> **Your instructions**:
Scan the material and copy out each line where the word "below" occurs.

> **Data shown**:
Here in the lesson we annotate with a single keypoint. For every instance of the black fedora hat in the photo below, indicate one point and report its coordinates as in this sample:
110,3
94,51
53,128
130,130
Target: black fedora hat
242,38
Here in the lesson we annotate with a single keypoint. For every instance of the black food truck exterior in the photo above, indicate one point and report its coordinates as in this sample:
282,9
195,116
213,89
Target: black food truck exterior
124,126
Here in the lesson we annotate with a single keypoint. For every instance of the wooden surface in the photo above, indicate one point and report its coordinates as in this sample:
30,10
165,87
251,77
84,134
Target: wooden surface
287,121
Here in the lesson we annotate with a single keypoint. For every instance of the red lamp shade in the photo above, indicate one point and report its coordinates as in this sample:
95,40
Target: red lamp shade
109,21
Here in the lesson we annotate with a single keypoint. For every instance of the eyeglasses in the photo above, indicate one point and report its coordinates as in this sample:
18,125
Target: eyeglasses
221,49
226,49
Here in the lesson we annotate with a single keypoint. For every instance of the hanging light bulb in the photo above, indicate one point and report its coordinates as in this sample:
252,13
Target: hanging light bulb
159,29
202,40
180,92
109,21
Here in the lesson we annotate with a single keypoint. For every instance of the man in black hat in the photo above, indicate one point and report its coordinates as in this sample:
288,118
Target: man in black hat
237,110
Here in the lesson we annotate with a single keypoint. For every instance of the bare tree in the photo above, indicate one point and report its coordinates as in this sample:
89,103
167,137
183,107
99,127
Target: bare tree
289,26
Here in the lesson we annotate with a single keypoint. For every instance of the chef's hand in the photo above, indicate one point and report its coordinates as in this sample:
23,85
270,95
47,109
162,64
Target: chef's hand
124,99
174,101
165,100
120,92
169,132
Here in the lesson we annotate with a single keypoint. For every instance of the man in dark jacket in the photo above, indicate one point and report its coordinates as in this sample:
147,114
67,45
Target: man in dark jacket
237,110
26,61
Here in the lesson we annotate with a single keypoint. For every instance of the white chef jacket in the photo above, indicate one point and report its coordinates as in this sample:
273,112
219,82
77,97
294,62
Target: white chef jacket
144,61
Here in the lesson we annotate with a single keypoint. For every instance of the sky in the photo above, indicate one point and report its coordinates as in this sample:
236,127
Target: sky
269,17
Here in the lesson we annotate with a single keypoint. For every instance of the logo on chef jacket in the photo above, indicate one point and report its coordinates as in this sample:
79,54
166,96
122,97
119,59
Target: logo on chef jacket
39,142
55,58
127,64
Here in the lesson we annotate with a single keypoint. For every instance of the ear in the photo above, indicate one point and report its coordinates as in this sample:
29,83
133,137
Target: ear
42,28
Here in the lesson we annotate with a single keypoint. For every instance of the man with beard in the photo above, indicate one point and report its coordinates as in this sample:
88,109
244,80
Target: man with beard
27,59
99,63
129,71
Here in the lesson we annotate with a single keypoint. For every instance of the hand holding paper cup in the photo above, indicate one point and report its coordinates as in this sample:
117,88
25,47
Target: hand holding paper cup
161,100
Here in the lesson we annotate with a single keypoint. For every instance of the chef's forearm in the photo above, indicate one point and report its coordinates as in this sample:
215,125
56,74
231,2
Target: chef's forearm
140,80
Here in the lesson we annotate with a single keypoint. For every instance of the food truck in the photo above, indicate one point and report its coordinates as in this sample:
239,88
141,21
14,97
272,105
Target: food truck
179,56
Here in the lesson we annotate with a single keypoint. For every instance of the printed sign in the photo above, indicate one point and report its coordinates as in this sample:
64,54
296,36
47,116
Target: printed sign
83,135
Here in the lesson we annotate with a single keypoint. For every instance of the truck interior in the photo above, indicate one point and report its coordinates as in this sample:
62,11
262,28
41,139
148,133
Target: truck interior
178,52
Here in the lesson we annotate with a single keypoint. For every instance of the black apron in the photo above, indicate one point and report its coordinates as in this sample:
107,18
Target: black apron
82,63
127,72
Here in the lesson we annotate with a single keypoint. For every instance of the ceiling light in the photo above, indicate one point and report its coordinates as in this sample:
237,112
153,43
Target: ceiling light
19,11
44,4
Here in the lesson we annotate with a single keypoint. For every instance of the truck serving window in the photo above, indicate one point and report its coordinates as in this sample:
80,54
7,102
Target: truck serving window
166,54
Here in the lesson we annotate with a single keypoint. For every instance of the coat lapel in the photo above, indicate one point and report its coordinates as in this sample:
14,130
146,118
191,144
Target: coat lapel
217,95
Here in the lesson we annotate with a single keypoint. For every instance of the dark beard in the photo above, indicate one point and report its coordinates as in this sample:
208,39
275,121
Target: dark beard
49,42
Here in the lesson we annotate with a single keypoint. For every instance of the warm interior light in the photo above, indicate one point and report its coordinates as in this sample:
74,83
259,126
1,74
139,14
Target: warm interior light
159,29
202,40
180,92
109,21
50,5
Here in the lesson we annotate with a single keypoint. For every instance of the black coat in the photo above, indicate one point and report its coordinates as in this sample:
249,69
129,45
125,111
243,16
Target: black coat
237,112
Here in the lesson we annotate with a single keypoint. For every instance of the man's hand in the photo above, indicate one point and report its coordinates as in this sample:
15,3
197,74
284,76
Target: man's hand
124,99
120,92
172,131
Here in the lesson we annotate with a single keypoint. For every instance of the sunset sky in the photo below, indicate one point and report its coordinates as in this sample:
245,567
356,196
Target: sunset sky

> **Output for this task**:
Here in the lesson we annotate with a single keypoint. For every instance of the black fedora hat in the photo below, indicate one point and report its coordinates as in this sample:
Here in the lesson we annotate with a single keypoint. For every instance of the sunset sky in the photo below, indicate one point and report its coordinates as in this sample:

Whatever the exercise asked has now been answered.